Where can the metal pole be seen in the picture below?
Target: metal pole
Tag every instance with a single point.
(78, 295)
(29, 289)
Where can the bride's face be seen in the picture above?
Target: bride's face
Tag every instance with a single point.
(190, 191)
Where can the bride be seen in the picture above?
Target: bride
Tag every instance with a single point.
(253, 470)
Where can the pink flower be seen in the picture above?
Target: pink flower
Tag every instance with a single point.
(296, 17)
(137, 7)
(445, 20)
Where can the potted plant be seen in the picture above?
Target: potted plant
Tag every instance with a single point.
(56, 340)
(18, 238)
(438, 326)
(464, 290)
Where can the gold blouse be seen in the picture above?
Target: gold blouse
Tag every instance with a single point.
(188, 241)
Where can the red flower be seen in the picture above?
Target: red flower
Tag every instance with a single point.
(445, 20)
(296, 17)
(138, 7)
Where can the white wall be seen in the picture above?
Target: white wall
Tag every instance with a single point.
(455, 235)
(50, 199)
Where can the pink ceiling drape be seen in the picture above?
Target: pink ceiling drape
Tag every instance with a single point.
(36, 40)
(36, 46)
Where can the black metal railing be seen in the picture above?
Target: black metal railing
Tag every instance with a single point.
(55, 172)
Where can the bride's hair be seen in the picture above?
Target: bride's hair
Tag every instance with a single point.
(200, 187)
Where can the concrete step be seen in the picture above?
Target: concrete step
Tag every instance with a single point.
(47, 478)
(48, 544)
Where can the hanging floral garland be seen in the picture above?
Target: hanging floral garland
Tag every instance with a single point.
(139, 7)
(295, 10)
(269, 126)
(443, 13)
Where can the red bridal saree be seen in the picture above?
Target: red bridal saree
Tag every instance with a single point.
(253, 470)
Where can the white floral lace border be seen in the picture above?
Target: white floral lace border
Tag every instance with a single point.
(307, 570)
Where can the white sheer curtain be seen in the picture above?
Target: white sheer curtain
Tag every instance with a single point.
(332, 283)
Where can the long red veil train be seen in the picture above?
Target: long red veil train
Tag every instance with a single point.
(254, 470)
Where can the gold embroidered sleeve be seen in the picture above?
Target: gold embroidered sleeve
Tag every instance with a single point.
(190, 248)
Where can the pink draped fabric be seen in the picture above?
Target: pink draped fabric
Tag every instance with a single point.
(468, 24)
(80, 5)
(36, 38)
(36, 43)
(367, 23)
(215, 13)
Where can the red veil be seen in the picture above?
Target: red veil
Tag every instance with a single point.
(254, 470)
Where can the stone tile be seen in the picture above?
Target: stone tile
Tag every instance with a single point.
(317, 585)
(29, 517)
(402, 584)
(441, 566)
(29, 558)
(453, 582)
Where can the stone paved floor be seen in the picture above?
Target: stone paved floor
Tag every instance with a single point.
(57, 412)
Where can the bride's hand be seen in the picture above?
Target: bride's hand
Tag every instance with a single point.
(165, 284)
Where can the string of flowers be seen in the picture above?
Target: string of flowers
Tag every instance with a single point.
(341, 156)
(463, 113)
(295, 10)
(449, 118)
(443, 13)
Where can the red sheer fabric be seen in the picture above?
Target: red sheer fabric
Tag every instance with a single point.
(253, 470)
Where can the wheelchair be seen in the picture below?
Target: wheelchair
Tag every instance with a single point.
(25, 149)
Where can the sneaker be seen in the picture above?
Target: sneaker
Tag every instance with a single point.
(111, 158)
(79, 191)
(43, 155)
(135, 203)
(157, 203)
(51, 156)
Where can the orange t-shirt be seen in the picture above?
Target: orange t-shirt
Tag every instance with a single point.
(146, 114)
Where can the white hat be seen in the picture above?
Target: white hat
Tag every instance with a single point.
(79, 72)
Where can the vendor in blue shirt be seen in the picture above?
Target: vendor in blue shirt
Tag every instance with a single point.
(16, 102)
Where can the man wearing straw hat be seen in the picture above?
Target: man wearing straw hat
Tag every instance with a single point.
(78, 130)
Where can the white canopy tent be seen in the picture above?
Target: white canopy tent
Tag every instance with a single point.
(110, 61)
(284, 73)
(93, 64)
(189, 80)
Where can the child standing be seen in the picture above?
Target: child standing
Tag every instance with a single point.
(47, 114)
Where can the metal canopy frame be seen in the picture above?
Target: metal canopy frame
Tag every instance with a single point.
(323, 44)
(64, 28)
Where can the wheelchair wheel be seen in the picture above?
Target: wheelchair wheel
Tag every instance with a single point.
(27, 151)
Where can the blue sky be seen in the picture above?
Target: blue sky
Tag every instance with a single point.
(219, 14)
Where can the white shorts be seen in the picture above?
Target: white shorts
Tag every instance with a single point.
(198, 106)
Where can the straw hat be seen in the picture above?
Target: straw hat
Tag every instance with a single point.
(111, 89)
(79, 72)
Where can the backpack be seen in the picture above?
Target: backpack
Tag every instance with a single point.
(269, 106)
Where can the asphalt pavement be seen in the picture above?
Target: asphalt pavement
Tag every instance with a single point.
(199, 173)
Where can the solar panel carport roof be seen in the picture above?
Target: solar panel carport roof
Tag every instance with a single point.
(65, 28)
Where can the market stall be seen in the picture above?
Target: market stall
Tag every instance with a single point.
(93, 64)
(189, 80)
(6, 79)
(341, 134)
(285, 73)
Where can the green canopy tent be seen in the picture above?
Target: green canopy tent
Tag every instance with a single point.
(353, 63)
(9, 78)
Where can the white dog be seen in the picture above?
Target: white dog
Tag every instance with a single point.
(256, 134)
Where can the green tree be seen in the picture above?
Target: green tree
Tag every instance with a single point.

===

- _Task prompt_
Rewrite the lines starting at the one that contains "Where can the metal canopy" and ending at the last line, replacing "canopy" with "awning" and leaving everything else unchanged.

- _Reply to the exercise_
Where can the metal awning frame be seen in the picture above?
Target: metal awning frame
Tag every instance with a single point.
(323, 44)
(64, 28)
Where can the wheelchair wheel be seen in the picture above?
Target: wheelchair wheel
Tag every instance with a single point.
(27, 151)
Where can the blue sky be seen in the picture above?
Target: blue sky
Tag every instance with a single point.
(219, 14)
Where can the white shorts be seen in the picture above?
Target: white shorts
Tag every instance with a single point.
(198, 106)
Where can the straw hat be seen in the picture above?
Target: straw hat
Tag every instance with a single point.
(111, 89)
(79, 72)
Where can the backpack be seen in the picture above?
Target: backpack
Tag every instance with a single point.
(269, 106)
Where can the asphalt pavement be seen in the picture above?
Target: asphalt pavement
Tag every instance with a single point.
(199, 173)
Where can the solar panel carport roof be seen in the picture above?
Target: solar panel carport roof
Tag every instance with a single point.
(65, 28)
Where can the market stall be seen in the picture above?
Target: market stall
Tag every instance with a single point.
(93, 64)
(189, 80)
(6, 79)
(341, 134)
(285, 73)
Where can the green awning tent be seen in the picture above?
Target: green awning tent
Tag every instance with a single point.
(353, 63)
(9, 78)
Where can the white dog be seen in the picture above?
Target: white dog
Tag every instance with a single point.
(256, 134)
Where can the green tree be seen in the picture above?
Target: green tree
Tag every instance with a single point.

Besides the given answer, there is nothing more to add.